With the images omitted, return all of the entries exactly as they stand.
********
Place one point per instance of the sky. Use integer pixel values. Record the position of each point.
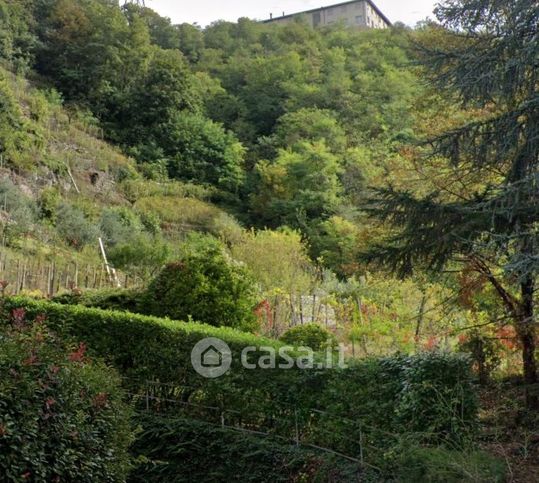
(204, 12)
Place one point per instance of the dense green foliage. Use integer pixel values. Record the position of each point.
(271, 116)
(309, 335)
(205, 285)
(62, 416)
(489, 223)
(227, 455)
(429, 397)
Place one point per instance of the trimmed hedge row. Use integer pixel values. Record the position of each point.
(429, 395)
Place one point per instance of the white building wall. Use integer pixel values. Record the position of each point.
(357, 14)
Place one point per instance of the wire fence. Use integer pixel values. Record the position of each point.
(308, 428)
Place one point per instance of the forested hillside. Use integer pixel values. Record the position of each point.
(269, 185)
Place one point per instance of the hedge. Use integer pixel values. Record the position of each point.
(378, 400)
(63, 417)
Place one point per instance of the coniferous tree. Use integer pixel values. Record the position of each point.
(489, 61)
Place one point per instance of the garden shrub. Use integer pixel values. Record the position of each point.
(62, 416)
(74, 227)
(20, 209)
(374, 399)
(309, 335)
(177, 450)
(205, 285)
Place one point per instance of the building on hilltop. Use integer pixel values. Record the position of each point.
(359, 13)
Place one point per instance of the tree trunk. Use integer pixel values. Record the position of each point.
(527, 333)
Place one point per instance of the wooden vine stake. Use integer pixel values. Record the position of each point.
(111, 272)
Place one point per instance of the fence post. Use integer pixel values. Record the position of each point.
(361, 456)
(297, 426)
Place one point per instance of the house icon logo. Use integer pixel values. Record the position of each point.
(211, 358)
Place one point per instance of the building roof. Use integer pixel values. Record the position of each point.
(314, 10)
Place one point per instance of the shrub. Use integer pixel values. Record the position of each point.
(381, 397)
(119, 225)
(20, 209)
(309, 335)
(73, 226)
(203, 152)
(48, 202)
(107, 299)
(142, 256)
(206, 285)
(62, 417)
(485, 351)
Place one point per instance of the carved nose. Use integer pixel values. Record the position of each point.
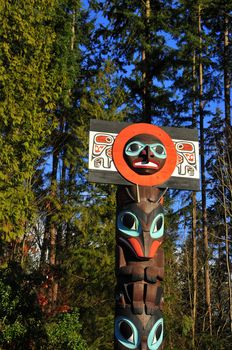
(147, 153)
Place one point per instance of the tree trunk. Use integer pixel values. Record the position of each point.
(227, 68)
(194, 221)
(203, 182)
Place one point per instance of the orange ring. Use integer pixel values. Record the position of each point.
(144, 180)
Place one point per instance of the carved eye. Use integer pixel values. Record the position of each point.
(134, 148)
(126, 333)
(159, 150)
(128, 223)
(157, 226)
(155, 337)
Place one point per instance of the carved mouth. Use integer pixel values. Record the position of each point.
(138, 163)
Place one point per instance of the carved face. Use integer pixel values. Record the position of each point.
(138, 332)
(145, 154)
(141, 228)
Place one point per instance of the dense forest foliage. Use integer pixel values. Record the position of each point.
(62, 63)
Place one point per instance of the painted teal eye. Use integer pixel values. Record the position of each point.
(126, 333)
(157, 226)
(155, 337)
(159, 150)
(128, 223)
(134, 148)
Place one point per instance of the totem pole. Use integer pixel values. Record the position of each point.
(144, 160)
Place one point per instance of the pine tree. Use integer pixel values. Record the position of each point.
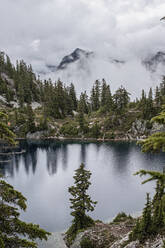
(143, 227)
(72, 95)
(121, 100)
(80, 202)
(155, 142)
(5, 133)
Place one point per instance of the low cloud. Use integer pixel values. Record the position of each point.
(42, 32)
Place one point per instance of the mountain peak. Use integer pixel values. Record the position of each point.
(152, 61)
(76, 55)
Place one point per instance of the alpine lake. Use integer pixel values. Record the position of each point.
(45, 170)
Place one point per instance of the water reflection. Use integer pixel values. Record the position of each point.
(45, 171)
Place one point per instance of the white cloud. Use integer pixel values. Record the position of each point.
(44, 31)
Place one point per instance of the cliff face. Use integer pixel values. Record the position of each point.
(114, 235)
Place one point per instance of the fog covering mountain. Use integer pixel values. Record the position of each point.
(43, 32)
(83, 67)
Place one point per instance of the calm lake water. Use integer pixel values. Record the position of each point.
(45, 171)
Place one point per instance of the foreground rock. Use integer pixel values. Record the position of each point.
(114, 235)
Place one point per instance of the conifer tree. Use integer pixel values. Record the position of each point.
(81, 202)
(5, 133)
(143, 228)
(14, 232)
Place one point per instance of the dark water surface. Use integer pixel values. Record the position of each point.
(45, 171)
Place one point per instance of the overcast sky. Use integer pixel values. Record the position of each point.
(43, 31)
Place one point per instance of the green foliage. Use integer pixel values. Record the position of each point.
(80, 203)
(122, 217)
(12, 229)
(5, 133)
(95, 131)
(69, 129)
(153, 218)
(144, 226)
(86, 243)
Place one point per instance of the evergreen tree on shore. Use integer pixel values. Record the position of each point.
(80, 202)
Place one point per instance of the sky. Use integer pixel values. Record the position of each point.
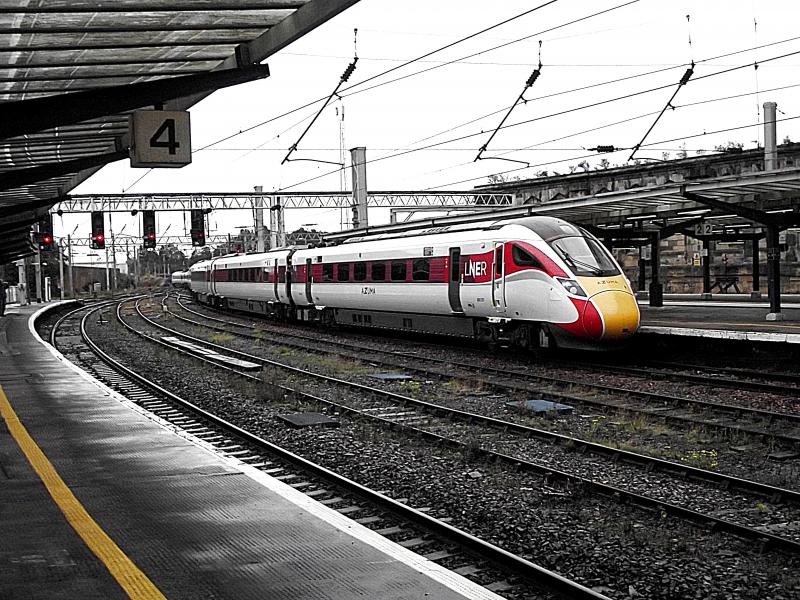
(607, 69)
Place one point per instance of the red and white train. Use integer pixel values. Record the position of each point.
(532, 282)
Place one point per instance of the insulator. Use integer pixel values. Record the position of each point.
(534, 76)
(349, 71)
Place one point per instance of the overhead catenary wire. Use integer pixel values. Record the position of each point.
(608, 82)
(685, 137)
(342, 80)
(542, 117)
(521, 98)
(684, 80)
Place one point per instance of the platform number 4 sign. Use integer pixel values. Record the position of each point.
(703, 229)
(161, 138)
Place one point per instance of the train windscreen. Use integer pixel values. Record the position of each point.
(585, 256)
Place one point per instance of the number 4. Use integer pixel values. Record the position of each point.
(168, 127)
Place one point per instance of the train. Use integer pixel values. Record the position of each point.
(532, 282)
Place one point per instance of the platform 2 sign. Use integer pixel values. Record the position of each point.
(161, 138)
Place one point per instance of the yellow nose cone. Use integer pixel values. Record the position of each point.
(620, 313)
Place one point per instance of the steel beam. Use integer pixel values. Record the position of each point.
(26, 116)
(236, 201)
(751, 214)
(20, 177)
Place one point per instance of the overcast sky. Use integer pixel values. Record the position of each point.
(452, 103)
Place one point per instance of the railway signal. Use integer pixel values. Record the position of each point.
(149, 228)
(198, 231)
(98, 230)
(45, 235)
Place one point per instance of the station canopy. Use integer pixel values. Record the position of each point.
(72, 70)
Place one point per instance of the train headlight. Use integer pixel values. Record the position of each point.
(572, 286)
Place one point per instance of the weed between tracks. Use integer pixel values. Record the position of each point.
(220, 338)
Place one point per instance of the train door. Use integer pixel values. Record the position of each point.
(289, 278)
(308, 281)
(454, 280)
(498, 279)
(275, 280)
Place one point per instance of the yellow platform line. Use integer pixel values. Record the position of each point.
(135, 583)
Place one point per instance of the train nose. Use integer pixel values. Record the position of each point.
(611, 315)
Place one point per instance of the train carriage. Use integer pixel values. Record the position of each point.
(530, 281)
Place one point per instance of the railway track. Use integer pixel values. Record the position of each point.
(435, 539)
(746, 378)
(435, 423)
(662, 406)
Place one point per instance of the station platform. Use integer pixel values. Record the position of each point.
(99, 499)
(734, 317)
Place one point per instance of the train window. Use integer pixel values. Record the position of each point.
(523, 258)
(399, 270)
(379, 271)
(585, 256)
(421, 269)
(327, 272)
(343, 272)
(359, 271)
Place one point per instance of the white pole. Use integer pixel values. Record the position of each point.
********
REPLY
Place one point per instance of the sky. Use integer pixel values. Record the position of each point.
(204, 12)
Place one point per instance of the dense green foliage. Use integer pixel values. Record the position of each point.
(271, 116)
(309, 335)
(205, 285)
(62, 416)
(489, 223)
(227, 455)
(429, 397)
Place one point per instance of the trimmed hedge row. Use integer pixel values. Record the position of each point.
(429, 395)
Place one point per instance of the white building wall. Use integer pixel values. Record the position of each point.
(357, 14)
Place one point per instance of the wire fence. Use integer pixel values. Record the position of each point.
(308, 428)
Place one point per instance of the forested hillside. Use integer pixel values. Record the position of each point.
(269, 185)
Place one point per instance of the hedge. Use integer pixel values. Record the position of each point.
(378, 400)
(63, 417)
Place one point per instance of the coniferous tree. Use integer pixel values. Record the position of each point.
(489, 61)
Place one point per instance of the garden shrub. Use integer pixel values. Record the position of each point.
(62, 416)
(74, 227)
(20, 209)
(374, 399)
(309, 335)
(177, 450)
(205, 285)
Place one point per instance of the building on hilltop. Use integer pixel values. Record the position of each point.
(359, 13)
Place one point per instance of the tree trunk. Use integer pixel values. Record the position of each point.
(527, 333)
Place one point per instance of the wooden vine stake. Use integer pixel values. Record the position of each point.
(111, 272)
Place one point per instance of the fence post. Use integer pixel values. Record the position of each point.
(361, 456)
(297, 426)
Place one point per instance of the house icon logo. Use integer pixel values. Record the position of each point.
(211, 358)
Place one point per instance of the building roof. Use integer pixel values. Record the position of each point.
(314, 10)
Place one point per instance of the shrub. Use integer pixel values. Record the position of each point.
(381, 397)
(119, 225)
(20, 209)
(309, 335)
(73, 226)
(203, 152)
(48, 202)
(107, 299)
(142, 256)
(206, 285)
(62, 417)
(485, 351)
Place one point per instance of the carved nose. Use integer pixel values. Record the position of each point.
(147, 153)
Place one point per instance of the tree trunk. Use integer pixel values. Record the position of each point.
(227, 68)
(194, 221)
(203, 182)
Place one point per instance of the orange ring. Use integer pixel values. Record the position of each point.
(144, 180)
Place one point per instance of the carved eye. Use integer pixel values. Record the position of each point.
(134, 148)
(126, 333)
(159, 150)
(128, 223)
(157, 226)
(155, 337)
Place one point per instance of the carved mouth. Use integer pixel values. Record the position of each point.
(138, 163)
Place one point per instance of the carved face. Use integer pixel values. Record the position of each point.
(138, 332)
(145, 154)
(141, 228)
Place one point per instance of the dense forest foliage. Use integer pixel values. Record the position of each point.
(62, 63)
Place one point per instance of the painted teal eye. Use integer pixel values. Record the position of each point.
(126, 333)
(157, 226)
(155, 337)
(159, 150)
(128, 223)
(134, 148)
Place one point per instance of the totem pole. Use integer pixel values. Record the position of each point.
(144, 160)
Place one point per instance of the pine tree. Use integer pixel values. Record the position of each point.
(143, 227)
(72, 95)
(121, 100)
(80, 202)
(155, 142)
(5, 133)
Place one point per instance of the low cloud. Use integer pixel values. Record the position of each point.
(42, 32)
Place one point per instance of the mountain peak. Use integer pixel values. Record the position of each point.
(152, 61)
(76, 55)
Place one point per instance of the alpine lake. Use integer pixel values. Record the position of each point.
(45, 170)
Place one point per instance of the water reflection. Use integer pixel values. Record the position of each point.
(45, 171)
Place one point per instance of the white cloud. Use integer pixel values. Record the position of each point.
(44, 31)
Place one point per instance of the cliff face. Use integer pixel values. Record the position of each point.
(114, 235)
Place one point per instance of the fog covering mountain. Use integer pixel values. Record the position of each point.
(43, 32)
(83, 67)
Place one point per instance of the calm lake water. Use integer pixel values. Record the position of each point.
(45, 171)
Place one point per instance of the foreground rock. Use integer pixel values. Record the position of each point.
(114, 235)
Place one point per instance of the conifer tree. Use integer pixel values. Record the position of each point.
(81, 202)
(5, 133)
(143, 228)
(14, 232)
Place one point per instance of the dark water surface. Use integer pixel values. Record the position of each point.
(45, 171)
Place one point per instance of the overcast sky. Use integer pixel values. Record the position of each point.
(43, 31)
Place one point per instance of the green foliage. Use integer pixel values. Record the position of each point.
(80, 203)
(122, 217)
(12, 229)
(5, 133)
(95, 131)
(69, 129)
(153, 218)
(144, 226)
(86, 243)
Place one point per instance of the evergreen tree on shore. Use integer pixel values. Record the position of each point.
(80, 202)
Place one point per instance of the sky. Use integer pixel values. Record the position of each point.
(607, 69)
Place one point per instance of the red and white train. Use integer pixel values. Record the position of each point.
(532, 282)
Place one point per instance of the insulator. Use integer pixel values. Record the position of each point.
(534, 76)
(349, 71)
Place one point per instance of the overhead catenary wire. Use integer pixel values. Record the position of each point.
(608, 82)
(685, 137)
(342, 80)
(542, 117)
(521, 98)
(684, 80)
Place one point per instance of the platform number 4 sign. Use integer pixel values. Record the position of each point.
(703, 229)
(161, 138)
Place one point per instance of the train windscreen. Use integer pixel values. Record the position of each point.
(585, 256)
Place one point per instance of the number 4. Use integer pixel values. Record the position of each point.
(168, 127)
Place one point per instance of the train. Use integer pixel values. Record the position of each point.
(532, 282)
Place one point per instance of the platform 2 sign. Use integer pixel values. Record the position of each point.
(161, 138)
Place one point per instance of the yellow nose cone. Use integer pixel values. Record the position of each point.
(620, 313)
Place one point per instance of the steel beam. Use integer pixel values. Record the position of each point.
(26, 116)
(236, 201)
(751, 214)
(20, 177)
Place one point per instance of the overcast sky. Use integer pixel values. Record the position of each point.
(452, 103)
Place one point per instance of the railway signal. Use integer pixel values. Record the position of each point.
(149, 228)
(198, 231)
(98, 230)
(45, 235)
Place one point per instance of the station canopy. Use integer pixel values. Record the position of each point.
(72, 70)
Place one point per instance of the train headlight. Use integer pixel values. Record the position of each point.
(572, 286)
Place one point per instance of the weed between tracks. Use integer pixel values. Record the position of each point.
(220, 338)
Place one point per instance of the train door. Use integer pixel values. Record the position of each point.
(289, 278)
(308, 281)
(454, 280)
(498, 279)
(275, 280)
Place one point per instance of the yellow platform line. Use integer pixel values. Record the position of each point.
(135, 583)
Place one point per instance of the train nose. Use integer pixel values. Record the position of each point.
(611, 315)
Place one point per instance of the train carriage. Use integer pixel values. Record the position of each point.
(530, 281)
Place one point per instance of the railway track. Use integer pixel values. Record the position of each point.
(435, 539)
(746, 378)
(435, 423)
(662, 406)
Place one point per instance of the station platform. Use integer pixel values. Record the position of each point.
(99, 499)
(734, 317)
Place one point per instance of the train window. Use integer pixel values. Record the position of each point.
(523, 258)
(399, 270)
(379, 271)
(585, 256)
(421, 269)
(327, 272)
(343, 272)
(359, 271)
Place one point per instance of the white pole. Use integer pixel values. Record the position of each point.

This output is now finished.